### Consigna a
¿Qué tres festividades judías agrícolas de peregrinaje nombra el texto sobre las fiestas judías y el diario El País?

Bucólica reivindicación kantiana

Gustavo D. Perednik

De las festividades judías, de la causalidad en Kant,
y de cómo los medios distorsionan

Además del Año Nuevo y el Día del Perdón, las tres festividades judaicas por excelencia son agrícolas y se denominan «de peregrinaje»: Pascua (la siembra primaveral), Pentecostés (las primicias de la cosecha) y Cabañas (la recolección que cierra el ciclo).

La segunda inspiró el título de un artículo en esta sección: en «primicias en el país» nos complacíamos en observar hace ocho meses los primeros signos de cambio en el diario El País a partir del 11-M, alejándose de la furia antiisraelí para pasar a una línea más equilibrada.

(Recuerdo que las últimas tres palabras de mi título original eran «en el país» y nuestra amiga María Santillana las mejoró para darles mayor claridad: «en El País» permitía entender desde el vamos la referencia al diario.)

Escribo éste en Jerusalén durante la tercera de las Fiestas de Peregrinaje, mientras la ciudad rebosa de cabañuelas festivas por doquier: la celebración de las primicias agrícolas se complementa así con el júbilo por concluir la recolección campestre. Y si volvemos a revisar el diario en cuestión, sospechamos que también él ha completado un ciclo evolutivo en lo que se refiere a Oriente Medio.

Ello no significa que exhiba signos de simpatía o comprensión por el Estado hebreo, pero por lo menos parece haber quedado atrás la etapa de la saña judeofóbica que desvirtuaba la información para no perjudicar «la causa» y para dejar siempre mal parado a Israel aun cuando era blanco de feroces atentados.

### Consigna b
Extrae de las filas que siguen todas las que contengan la palabra "mineral".

### Datos guardados
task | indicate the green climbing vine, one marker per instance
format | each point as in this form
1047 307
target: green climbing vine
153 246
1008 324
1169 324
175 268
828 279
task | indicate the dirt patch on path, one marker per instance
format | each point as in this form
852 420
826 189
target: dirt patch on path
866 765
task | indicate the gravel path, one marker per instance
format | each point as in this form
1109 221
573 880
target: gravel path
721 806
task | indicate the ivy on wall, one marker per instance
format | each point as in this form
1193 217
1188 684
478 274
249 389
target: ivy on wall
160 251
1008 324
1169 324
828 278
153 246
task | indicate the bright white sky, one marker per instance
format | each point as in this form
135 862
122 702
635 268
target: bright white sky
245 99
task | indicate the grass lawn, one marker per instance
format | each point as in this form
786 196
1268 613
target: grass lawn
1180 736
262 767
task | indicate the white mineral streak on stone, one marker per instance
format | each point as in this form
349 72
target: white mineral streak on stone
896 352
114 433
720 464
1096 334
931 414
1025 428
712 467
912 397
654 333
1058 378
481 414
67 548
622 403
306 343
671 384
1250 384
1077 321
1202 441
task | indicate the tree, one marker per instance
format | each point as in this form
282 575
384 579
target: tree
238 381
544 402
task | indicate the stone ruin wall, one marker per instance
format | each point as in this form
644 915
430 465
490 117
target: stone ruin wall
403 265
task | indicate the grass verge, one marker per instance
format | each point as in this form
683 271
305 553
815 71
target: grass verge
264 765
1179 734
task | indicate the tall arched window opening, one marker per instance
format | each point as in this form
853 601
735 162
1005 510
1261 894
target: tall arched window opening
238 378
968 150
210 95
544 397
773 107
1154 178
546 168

### Respuesta final a
Pascua, Pentecostés y Cabañas.

### Respuesta final b
task | indicate the white mineral streak on stone, one marker per instance
target: white mineral streak on stone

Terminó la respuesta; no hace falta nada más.